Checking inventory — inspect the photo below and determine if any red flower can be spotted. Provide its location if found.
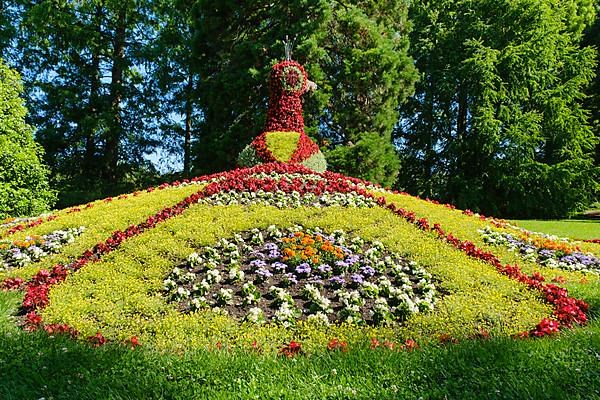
[439,333,458,344]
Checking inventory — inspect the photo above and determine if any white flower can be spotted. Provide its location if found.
[206,269,222,283]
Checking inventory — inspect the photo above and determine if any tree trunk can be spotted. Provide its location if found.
[83,6,103,176]
[183,72,194,178]
[104,8,127,182]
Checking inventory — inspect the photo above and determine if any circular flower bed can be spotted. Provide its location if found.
[164,226,436,326]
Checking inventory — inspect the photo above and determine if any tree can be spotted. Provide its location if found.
[321,0,417,186]
[195,0,416,184]
[582,3,600,170]
[0,59,55,219]
[19,0,156,205]
[396,0,598,217]
[145,0,202,177]
[194,0,329,172]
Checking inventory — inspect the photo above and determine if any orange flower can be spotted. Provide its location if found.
[283,248,296,257]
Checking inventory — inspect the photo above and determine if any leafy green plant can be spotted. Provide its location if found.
[0,59,56,220]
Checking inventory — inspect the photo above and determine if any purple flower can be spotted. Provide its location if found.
[256,268,273,279]
[283,273,298,285]
[346,254,360,265]
[263,242,278,251]
[268,249,281,260]
[296,263,311,274]
[273,262,287,272]
[317,264,331,275]
[250,260,267,268]
[350,274,363,284]
[329,275,346,286]
[308,278,323,286]
[335,261,349,270]
[248,250,267,260]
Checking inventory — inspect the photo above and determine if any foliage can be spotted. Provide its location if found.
[396,0,598,217]
[0,60,55,219]
[13,0,164,205]
[196,1,416,182]
[266,132,300,162]
[0,185,199,279]
[326,133,400,187]
[193,0,329,172]
[0,316,600,400]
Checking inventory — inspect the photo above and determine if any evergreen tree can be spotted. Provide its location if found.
[194,0,329,172]
[0,59,55,219]
[195,0,416,185]
[396,0,597,217]
[321,0,417,186]
[18,0,156,205]
[145,0,202,177]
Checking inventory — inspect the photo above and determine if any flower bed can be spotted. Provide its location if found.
[164,225,435,326]
[0,226,85,271]
[479,227,600,274]
[3,164,586,349]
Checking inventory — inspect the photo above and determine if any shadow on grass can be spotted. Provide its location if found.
[0,322,600,400]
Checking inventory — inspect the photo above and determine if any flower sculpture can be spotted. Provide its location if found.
[238,60,327,172]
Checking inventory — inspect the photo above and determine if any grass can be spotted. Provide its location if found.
[511,219,600,239]
[0,293,600,400]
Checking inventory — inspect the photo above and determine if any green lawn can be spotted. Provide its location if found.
[510,219,600,239]
[0,292,600,400]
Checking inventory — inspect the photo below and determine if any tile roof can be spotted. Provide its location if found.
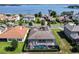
[65,24,79,32]
[0,26,29,38]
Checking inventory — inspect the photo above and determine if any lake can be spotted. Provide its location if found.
[0,4,79,14]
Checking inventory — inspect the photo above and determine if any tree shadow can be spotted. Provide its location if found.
[5,46,15,51]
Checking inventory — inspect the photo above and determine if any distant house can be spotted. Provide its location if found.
[23,15,35,21]
[0,26,29,42]
[42,15,56,22]
[64,24,79,43]
[28,27,56,49]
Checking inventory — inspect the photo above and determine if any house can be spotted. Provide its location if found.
[72,13,79,21]
[23,15,35,21]
[0,14,7,21]
[28,27,57,49]
[64,23,79,43]
[7,14,20,21]
[58,15,72,22]
[0,26,29,42]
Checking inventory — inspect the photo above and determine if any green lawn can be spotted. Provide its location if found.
[0,42,23,54]
[52,29,72,53]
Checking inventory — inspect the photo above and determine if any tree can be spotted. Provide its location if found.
[50,11,56,17]
[61,11,74,16]
[29,22,33,26]
[11,39,18,49]
[47,22,51,26]
[36,18,40,23]
[41,20,45,25]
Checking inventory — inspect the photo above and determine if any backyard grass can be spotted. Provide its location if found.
[0,42,23,54]
[52,29,72,53]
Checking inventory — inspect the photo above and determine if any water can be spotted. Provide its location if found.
[0,4,79,14]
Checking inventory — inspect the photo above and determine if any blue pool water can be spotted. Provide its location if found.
[0,4,79,14]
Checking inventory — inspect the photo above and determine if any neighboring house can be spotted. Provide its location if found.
[72,13,79,21]
[23,15,35,21]
[7,15,20,21]
[28,27,56,49]
[64,24,79,43]
[0,26,29,42]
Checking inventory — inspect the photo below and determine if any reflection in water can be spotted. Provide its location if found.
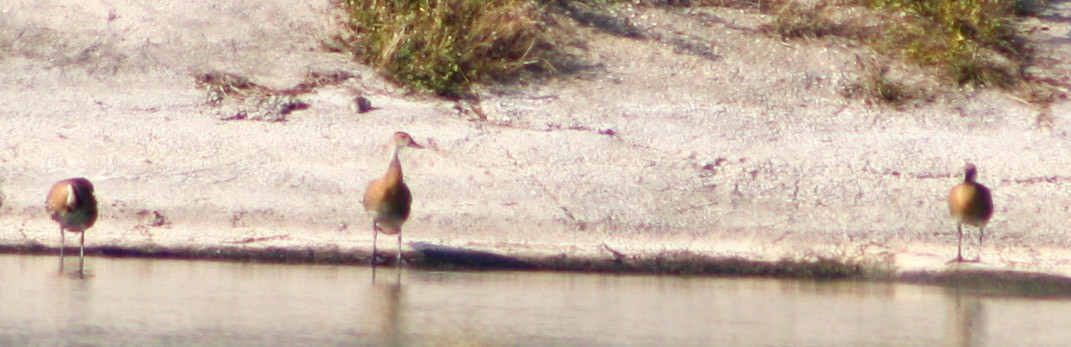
[367,272,404,346]
[0,255,1071,346]
[949,290,985,347]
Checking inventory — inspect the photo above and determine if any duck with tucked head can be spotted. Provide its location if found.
[45,178,96,270]
[948,164,993,262]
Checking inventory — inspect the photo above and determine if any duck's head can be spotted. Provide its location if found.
[391,132,424,149]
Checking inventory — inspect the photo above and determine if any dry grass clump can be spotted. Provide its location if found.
[342,0,554,96]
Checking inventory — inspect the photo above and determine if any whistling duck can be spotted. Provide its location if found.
[363,132,424,266]
[948,164,993,262]
[45,178,96,269]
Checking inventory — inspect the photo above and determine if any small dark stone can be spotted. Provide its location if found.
[356,96,372,114]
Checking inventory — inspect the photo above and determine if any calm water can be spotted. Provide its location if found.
[0,255,1071,346]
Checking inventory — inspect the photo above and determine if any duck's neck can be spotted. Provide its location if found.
[383,146,402,185]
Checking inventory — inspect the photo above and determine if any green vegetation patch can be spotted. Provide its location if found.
[342,0,554,96]
[860,0,1028,88]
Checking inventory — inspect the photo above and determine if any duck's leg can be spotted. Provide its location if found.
[955,223,963,262]
[394,230,402,268]
[78,230,86,275]
[60,226,64,274]
[372,222,379,268]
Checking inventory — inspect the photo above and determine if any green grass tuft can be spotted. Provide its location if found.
[342,0,553,96]
[861,0,1029,88]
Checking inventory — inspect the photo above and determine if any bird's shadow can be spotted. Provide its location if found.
[410,242,536,270]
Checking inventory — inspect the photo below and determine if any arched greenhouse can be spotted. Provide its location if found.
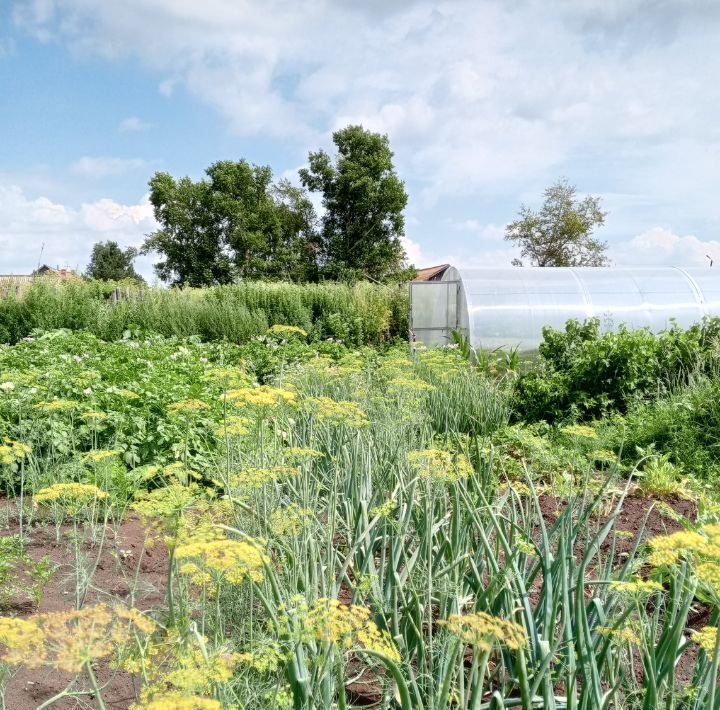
[410,265,720,351]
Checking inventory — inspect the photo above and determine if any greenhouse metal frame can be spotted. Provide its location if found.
[410,266,720,351]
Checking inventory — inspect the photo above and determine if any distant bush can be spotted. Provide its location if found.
[515,319,720,421]
[0,281,408,346]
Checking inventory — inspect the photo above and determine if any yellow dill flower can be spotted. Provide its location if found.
[407,449,473,483]
[223,385,297,408]
[562,424,597,439]
[35,399,79,412]
[270,503,313,535]
[594,624,640,646]
[648,530,713,567]
[0,616,45,668]
[608,577,663,597]
[589,449,618,464]
[440,611,527,651]
[229,466,300,489]
[692,626,717,654]
[267,325,307,338]
[305,397,370,428]
[129,644,238,710]
[82,449,122,463]
[0,604,155,673]
[0,439,32,466]
[305,599,400,662]
[167,399,207,414]
[175,539,270,584]
[130,690,222,710]
[33,483,108,515]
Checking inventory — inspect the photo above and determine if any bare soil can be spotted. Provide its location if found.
[0,505,167,710]
[0,496,707,710]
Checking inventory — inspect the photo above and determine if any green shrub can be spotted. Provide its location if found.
[0,280,408,347]
[515,319,720,421]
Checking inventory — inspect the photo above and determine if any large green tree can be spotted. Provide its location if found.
[505,179,610,266]
[85,241,143,282]
[143,160,317,286]
[300,126,407,280]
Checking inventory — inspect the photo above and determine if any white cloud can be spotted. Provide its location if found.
[611,227,720,266]
[70,155,145,178]
[9,0,720,206]
[0,185,156,278]
[118,116,152,133]
[0,37,15,59]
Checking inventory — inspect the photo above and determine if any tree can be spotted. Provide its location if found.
[85,241,144,283]
[505,179,610,266]
[300,126,407,280]
[143,160,317,286]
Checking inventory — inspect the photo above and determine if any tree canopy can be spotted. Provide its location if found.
[85,241,144,282]
[143,160,318,286]
[300,126,408,280]
[505,179,610,266]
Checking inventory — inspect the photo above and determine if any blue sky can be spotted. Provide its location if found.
[0,0,720,276]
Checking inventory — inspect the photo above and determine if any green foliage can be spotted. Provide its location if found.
[85,241,144,283]
[603,377,720,481]
[300,126,407,281]
[0,281,407,345]
[143,160,317,286]
[505,180,609,266]
[0,535,55,608]
[515,319,720,421]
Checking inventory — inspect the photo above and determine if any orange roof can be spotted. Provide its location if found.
[413,264,450,281]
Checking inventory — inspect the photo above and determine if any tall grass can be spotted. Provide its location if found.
[0,281,407,345]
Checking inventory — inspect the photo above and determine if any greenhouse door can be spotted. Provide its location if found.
[410,281,460,346]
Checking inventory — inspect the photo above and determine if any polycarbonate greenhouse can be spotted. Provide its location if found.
[410,266,720,351]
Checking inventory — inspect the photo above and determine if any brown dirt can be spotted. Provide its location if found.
[0,496,707,710]
[0,505,167,710]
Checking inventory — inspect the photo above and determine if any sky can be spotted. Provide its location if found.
[0,0,720,278]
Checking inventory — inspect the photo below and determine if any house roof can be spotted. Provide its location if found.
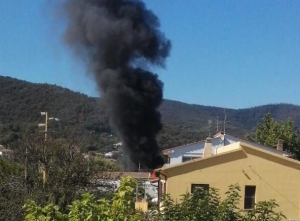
[155,140,300,174]
[162,132,229,155]
[97,172,150,179]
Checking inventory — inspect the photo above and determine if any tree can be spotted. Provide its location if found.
[0,157,27,220]
[0,137,93,221]
[252,113,300,160]
[24,181,285,221]
[19,137,93,210]
[24,177,144,221]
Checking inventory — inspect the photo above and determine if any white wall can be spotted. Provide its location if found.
[170,135,239,165]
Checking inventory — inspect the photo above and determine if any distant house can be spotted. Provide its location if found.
[156,138,300,220]
[95,172,158,199]
[163,132,240,166]
[0,145,14,159]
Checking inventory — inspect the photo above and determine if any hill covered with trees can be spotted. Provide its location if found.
[0,76,300,151]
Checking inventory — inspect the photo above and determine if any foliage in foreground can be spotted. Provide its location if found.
[246,113,300,160]
[24,177,285,221]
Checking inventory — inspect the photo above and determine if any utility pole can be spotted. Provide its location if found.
[217,116,220,133]
[38,111,59,189]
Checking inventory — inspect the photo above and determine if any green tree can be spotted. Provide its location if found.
[24,181,285,221]
[253,113,300,160]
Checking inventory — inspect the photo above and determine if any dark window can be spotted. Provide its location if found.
[182,157,199,162]
[191,184,209,193]
[244,186,256,209]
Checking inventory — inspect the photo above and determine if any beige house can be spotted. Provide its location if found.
[156,139,300,220]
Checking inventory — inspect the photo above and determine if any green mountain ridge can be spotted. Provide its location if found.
[0,76,300,151]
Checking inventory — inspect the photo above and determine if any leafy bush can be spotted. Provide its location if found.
[24,180,285,221]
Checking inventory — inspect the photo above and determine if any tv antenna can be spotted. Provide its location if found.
[208,119,213,137]
[217,116,220,133]
[223,108,229,134]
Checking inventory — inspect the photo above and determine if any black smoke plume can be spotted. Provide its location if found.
[64,0,171,169]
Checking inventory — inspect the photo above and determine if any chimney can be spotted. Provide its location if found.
[277,139,283,151]
[203,137,212,157]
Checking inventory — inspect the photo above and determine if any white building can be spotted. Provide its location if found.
[163,132,240,166]
[163,132,293,166]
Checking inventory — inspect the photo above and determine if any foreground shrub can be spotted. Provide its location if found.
[24,177,285,221]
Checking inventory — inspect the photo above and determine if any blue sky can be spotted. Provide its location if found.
[0,0,300,108]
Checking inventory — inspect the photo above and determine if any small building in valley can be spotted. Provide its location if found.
[156,138,300,220]
[162,132,240,166]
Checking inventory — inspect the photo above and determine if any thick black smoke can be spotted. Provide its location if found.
[64,0,171,168]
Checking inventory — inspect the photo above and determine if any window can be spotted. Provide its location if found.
[191,184,209,193]
[244,186,256,209]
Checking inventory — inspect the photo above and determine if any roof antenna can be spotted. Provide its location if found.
[208,120,213,137]
[223,108,227,135]
[217,116,220,133]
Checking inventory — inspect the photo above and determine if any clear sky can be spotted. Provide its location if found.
[0,0,300,108]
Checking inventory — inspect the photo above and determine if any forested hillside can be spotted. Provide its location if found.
[0,76,300,151]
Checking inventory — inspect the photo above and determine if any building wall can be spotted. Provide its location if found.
[163,147,300,219]
[170,135,239,166]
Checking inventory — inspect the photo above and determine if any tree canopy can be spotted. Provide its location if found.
[252,113,300,160]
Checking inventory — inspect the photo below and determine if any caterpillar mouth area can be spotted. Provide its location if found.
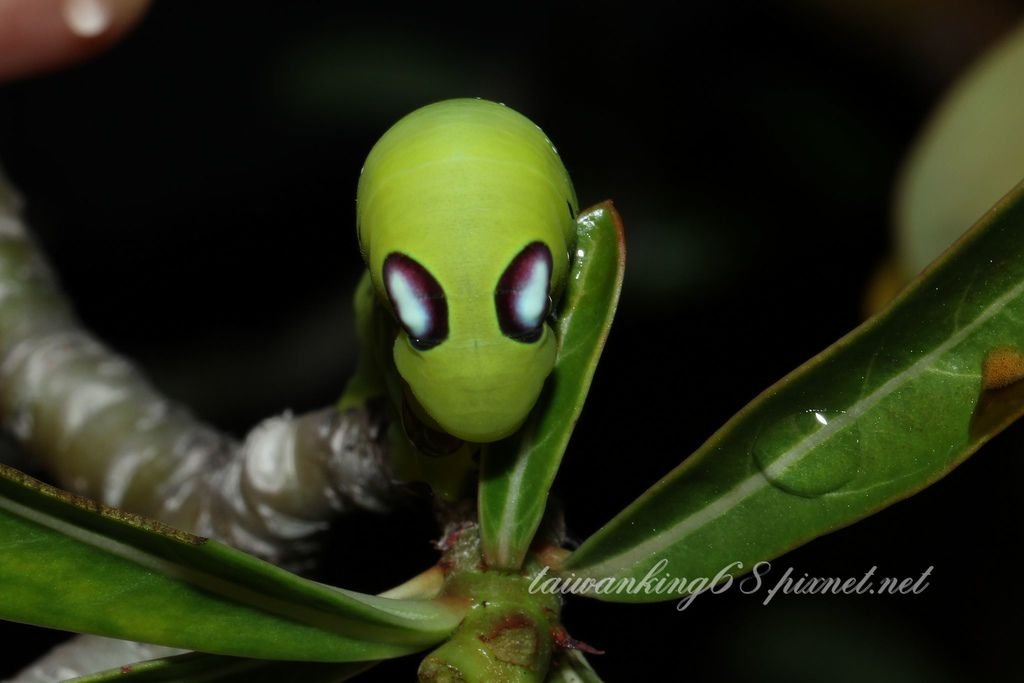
[401,387,465,458]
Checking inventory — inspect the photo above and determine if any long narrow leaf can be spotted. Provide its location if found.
[0,466,460,661]
[70,652,376,683]
[564,179,1024,601]
[479,202,626,569]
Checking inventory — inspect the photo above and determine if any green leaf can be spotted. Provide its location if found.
[894,24,1024,279]
[0,466,461,661]
[71,652,377,683]
[545,650,601,683]
[562,179,1024,602]
[479,202,626,569]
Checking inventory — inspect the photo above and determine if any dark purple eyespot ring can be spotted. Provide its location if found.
[495,242,553,344]
[383,252,449,351]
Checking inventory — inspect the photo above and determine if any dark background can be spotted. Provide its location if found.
[0,0,1024,683]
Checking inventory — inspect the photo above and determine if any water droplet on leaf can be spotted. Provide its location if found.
[754,409,860,498]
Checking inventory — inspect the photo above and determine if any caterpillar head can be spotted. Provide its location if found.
[357,99,577,442]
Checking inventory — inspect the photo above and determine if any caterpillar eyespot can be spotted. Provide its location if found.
[356,99,579,442]
[383,252,447,351]
[495,242,551,343]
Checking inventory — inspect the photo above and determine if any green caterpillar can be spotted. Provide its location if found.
[342,99,579,464]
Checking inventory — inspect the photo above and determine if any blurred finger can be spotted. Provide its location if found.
[0,0,150,81]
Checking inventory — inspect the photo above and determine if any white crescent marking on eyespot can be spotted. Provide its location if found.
[515,258,550,328]
[387,268,430,337]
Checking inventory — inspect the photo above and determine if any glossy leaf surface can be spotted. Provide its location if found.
[72,652,375,683]
[563,179,1024,601]
[0,466,460,661]
[479,202,626,568]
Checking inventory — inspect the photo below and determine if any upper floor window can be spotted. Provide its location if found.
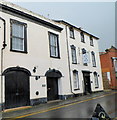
[90,36,94,46]
[69,28,75,39]
[80,32,85,42]
[10,20,27,52]
[73,70,79,90]
[71,45,77,64]
[49,32,60,58]
[82,48,89,66]
[91,51,96,67]
[94,72,99,88]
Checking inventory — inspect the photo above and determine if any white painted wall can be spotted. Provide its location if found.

----------

▶ Exercise:
Print the lines verbatim, starting with the line containing "if any forested" and ending with the line containing "[170,135,239,166]", both included.

▶ Completed exercise:
Checking inventory — inspect the photo above and determine if any forested hillside can be spotted. Provide its location if found.
[0,76,300,151]
Checking inventory — inspect the photo above and determine if any building wall can be spotted. Provide its location if found.
[163,147,300,219]
[170,135,239,166]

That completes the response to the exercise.